→ **Task description**:
Revise the entries below so that "spot every instance" becomes "locate each instance" wherever it occurs, with everything else left unchanged. Leave the pictures out of your answer.

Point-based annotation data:
>>>
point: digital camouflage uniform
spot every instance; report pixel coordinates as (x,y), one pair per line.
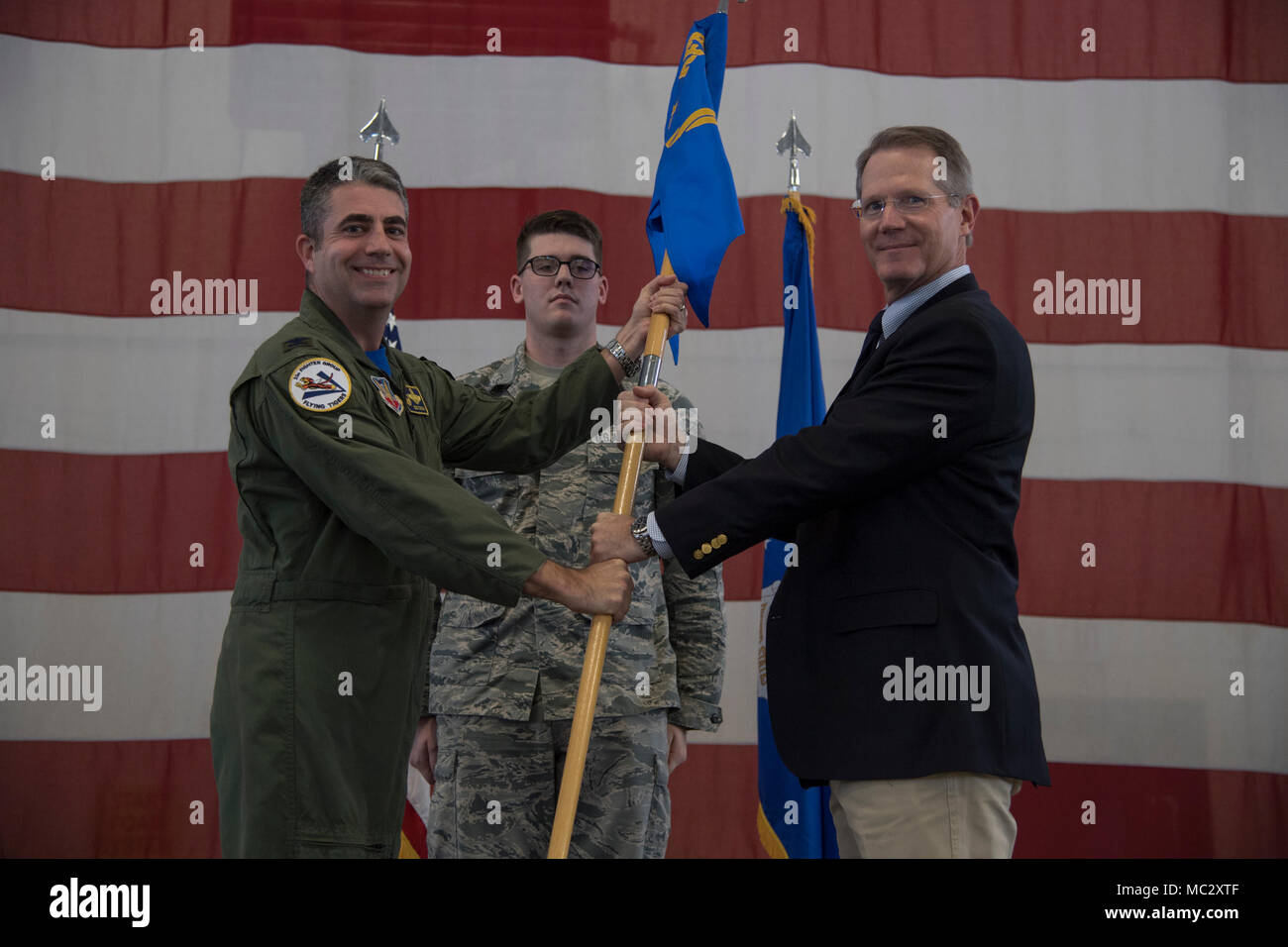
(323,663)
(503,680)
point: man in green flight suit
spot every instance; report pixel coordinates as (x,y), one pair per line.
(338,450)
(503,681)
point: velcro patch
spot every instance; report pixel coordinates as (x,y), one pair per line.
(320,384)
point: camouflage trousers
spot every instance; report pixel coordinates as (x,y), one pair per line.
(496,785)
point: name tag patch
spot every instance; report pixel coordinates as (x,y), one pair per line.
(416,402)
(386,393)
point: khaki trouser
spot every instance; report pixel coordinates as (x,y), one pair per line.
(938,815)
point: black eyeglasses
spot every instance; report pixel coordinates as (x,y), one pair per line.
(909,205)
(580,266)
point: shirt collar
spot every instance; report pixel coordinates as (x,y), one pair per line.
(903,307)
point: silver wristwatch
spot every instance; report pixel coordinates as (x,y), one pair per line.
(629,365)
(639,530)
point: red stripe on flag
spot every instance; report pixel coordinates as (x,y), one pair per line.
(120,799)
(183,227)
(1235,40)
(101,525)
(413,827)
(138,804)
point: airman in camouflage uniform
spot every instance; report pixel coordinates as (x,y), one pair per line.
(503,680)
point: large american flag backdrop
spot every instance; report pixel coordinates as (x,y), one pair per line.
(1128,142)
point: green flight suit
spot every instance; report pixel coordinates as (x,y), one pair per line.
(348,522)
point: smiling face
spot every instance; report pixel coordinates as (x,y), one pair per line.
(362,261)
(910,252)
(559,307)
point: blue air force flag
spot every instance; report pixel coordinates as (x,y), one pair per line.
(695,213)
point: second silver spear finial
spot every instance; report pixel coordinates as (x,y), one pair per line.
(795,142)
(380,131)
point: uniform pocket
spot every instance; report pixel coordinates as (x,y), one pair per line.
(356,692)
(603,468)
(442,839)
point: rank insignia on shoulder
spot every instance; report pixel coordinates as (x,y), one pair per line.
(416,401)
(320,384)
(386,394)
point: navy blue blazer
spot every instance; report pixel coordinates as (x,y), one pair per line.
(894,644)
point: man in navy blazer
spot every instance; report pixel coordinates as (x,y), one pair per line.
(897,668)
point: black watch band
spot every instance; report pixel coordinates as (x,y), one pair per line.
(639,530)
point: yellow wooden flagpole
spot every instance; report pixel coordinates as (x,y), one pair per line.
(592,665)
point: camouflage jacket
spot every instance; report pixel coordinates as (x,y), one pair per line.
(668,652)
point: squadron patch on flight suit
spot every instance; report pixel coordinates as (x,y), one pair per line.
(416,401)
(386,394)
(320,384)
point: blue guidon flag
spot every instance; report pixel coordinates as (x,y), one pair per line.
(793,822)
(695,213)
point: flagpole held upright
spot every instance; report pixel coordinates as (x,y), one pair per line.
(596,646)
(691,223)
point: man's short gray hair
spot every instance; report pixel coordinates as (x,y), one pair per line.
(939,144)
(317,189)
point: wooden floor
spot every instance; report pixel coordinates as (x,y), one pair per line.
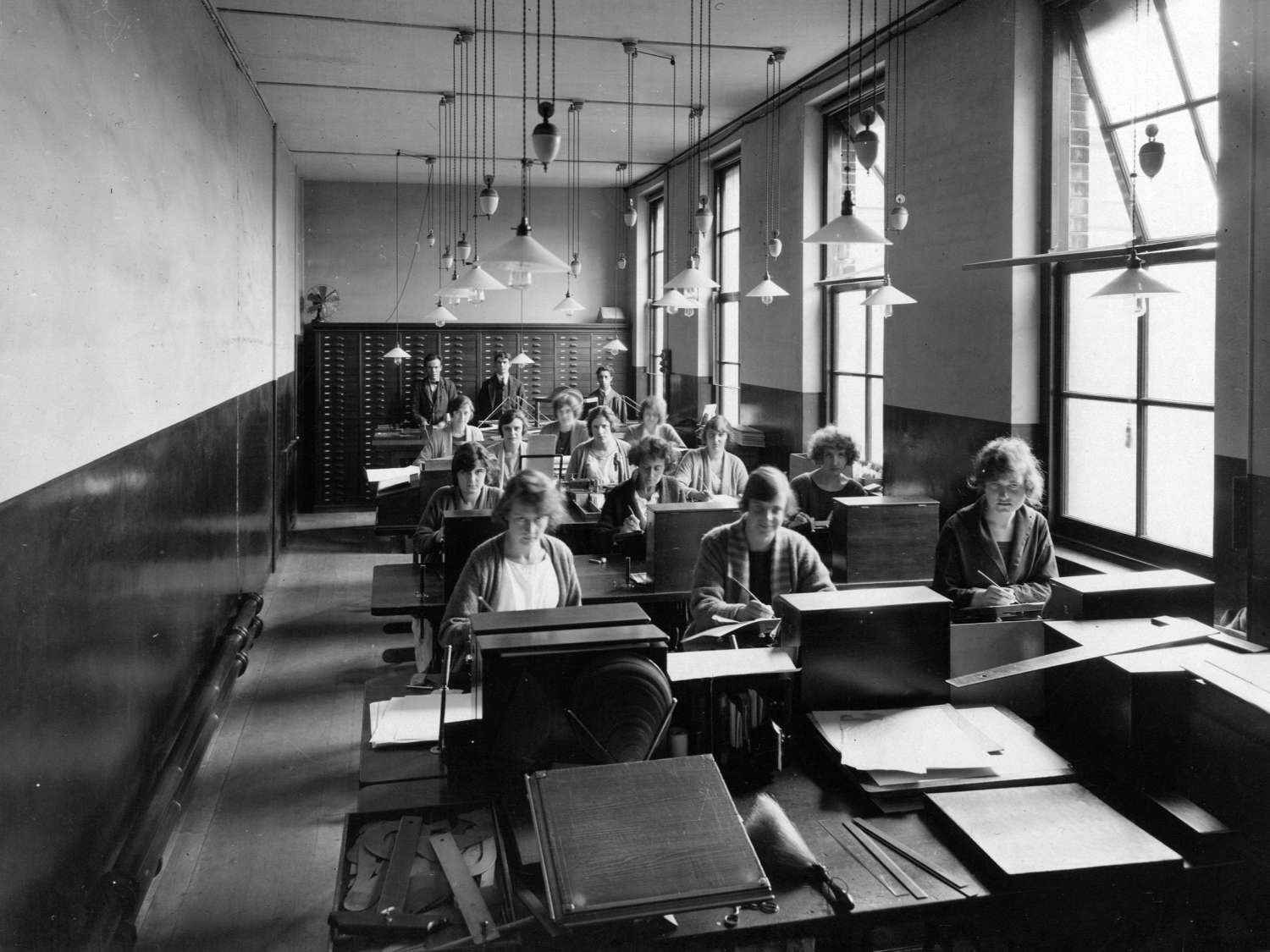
<<<
→ **Worked answer**:
point: digital camouflage uniform
locate each instance; report pixel coordinates as (x,y), one pair per line.
(323,663)
(503,680)
point: man in green flight suit
locate each instance; report pixel coordinates as (x,y), one pair per line.
(338,450)
(503,681)
point: velcro patch
locate each instance; report pixel coordinates as (x,y), one pair per line.
(320,384)
point: camouflage trousers
locate each instance; report pixel coordinates as (x,y), one pair per line.
(496,785)
point: name tag patch
locate each instance; report pixel coordinates as (x,y), one pair per line.
(416,402)
(386,393)
point: khaki trouser
locate each instance; report pixel coordinates as (x,y), one pair per line.
(938,815)
point: black eyeglasses
locate each instance; report pixel coordinates as (x,y), one pair per line.
(909,205)
(580,266)
point: shirt collar
locate each instance; report pixel coordinates as (x,y), one pair per line.
(903,307)
point: silver wristwatch
locate each instance; report pixel coordinates as (x,y), one pair per line.
(629,365)
(639,530)
point: red stripe on flag
locate each instance; report pixel coordinates as (x,y), one pair per line.
(120,799)
(183,227)
(1235,40)
(101,525)
(413,827)
(138,804)
point: airman in camouflage uniform
locate each instance; report pixel coordinates as (x,y), one pair per line.
(503,680)
point: large american flag backdrop
locate each instance; report pixel coordinates as (x,y), one pair per line.
(1128,142)
point: green flight suit
locate each instance; report pixel coordinates as (x,y), one pair per line.
(348,522)
point: smiling face
locate each instance; report pixel coordinates as (x,y), one pair per line.
(362,261)
(910,252)
(559,307)
point: blue air force flag
locate each instance; report pixel coordinates as (x,y), one pair per line.
(695,213)
point: second silver spear finial
locate each instance; report pixel coordinates as (x,y), one pair per line.
(795,142)
(380,131)
point: uniform pocket
locate each instance; report pixel coordinates as (x,y), one pair per line.
(356,692)
(603,468)
(442,839)
point: rank insignia on shoulder
locate each instance; report pixel coordinates as (x,y), one pair per line.
(416,401)
(320,384)
(386,394)
point: navy blue blazer
locate each instance; report pixel coordinates as (x,y), one pair per line.
(894,644)
point: man in navy blazer
locate each instance; report pixel coordinates as (x,y), one pair per line.
(897,668)
point: black watch band
locate each instance; report pixel coordinates as (x,y), one pair per line.
(639,530)
point: yellow wooden flagpole
locate each instance; report pixel coordinates as (x,y), one pair per line.
(592,665)
point: camouflage jacket
locate each instance; report pixel coordinates as (x,y), one pair per line.
(668,652)
point: squadron patch on flight suit
locate each instance; report pixel coordinates as (x,y), one pair per line.
(416,401)
(386,394)
(320,384)
point: blue guidon flag
locate each instance; report pixel coordinates as (x,y), one pair per line.
(793,822)
(695,213)
point: flagpole held upright
locate each instance; report pixel coordinates as (x,y), one pair per line.
(596,646)
(691,223)
point: man's short gray hair
locate each instance; report pixel coordinates as (x,y), one pair per line.
(939,144)
(317,189)
point: wooden floor
locate each instance; report pixel coordinates as (x,y), one pair per line.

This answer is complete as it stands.